▶ Dataset entries:
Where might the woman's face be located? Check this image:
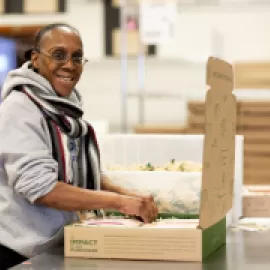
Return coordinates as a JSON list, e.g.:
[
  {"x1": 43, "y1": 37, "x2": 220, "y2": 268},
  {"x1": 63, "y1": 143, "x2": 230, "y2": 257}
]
[{"x1": 31, "y1": 27, "x2": 83, "y2": 97}]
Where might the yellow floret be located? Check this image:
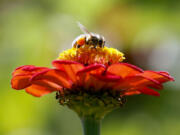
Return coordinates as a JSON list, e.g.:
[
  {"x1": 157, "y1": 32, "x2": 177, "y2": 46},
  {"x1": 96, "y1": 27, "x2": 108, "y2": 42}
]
[{"x1": 58, "y1": 46, "x2": 125, "y2": 64}]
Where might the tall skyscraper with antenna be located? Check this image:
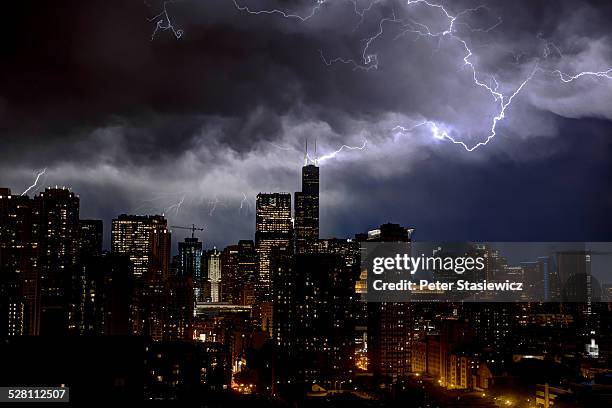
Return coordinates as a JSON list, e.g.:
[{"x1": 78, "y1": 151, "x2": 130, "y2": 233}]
[{"x1": 294, "y1": 139, "x2": 319, "y2": 253}]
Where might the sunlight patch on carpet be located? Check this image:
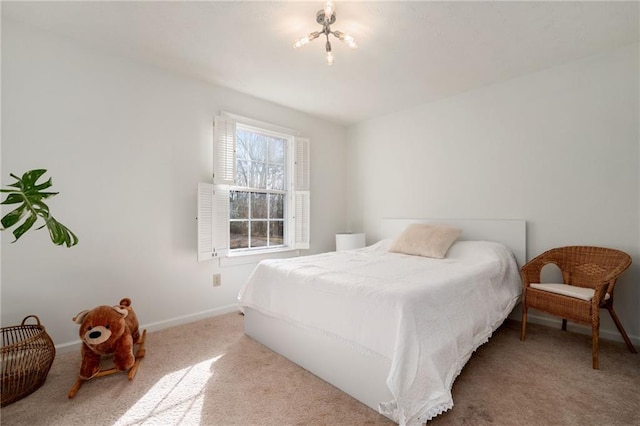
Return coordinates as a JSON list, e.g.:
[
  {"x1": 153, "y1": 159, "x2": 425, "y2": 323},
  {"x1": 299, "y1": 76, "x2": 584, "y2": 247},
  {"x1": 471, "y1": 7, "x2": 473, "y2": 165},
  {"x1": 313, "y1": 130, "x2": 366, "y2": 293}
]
[{"x1": 115, "y1": 354, "x2": 224, "y2": 426}]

▶ WORK TO COMPLETE: Find each line in the records above that contains the string "image" with the same capitalization, and copy every such line.

▶ SOLUTION:
Where might the woman's face be located? Check this image:
Where might the yellow floret be located? Check this image:
Where might the tall skyscraper with antenna be located? Check this image:
Where might the sunlight patch on carpet be located? Check this image:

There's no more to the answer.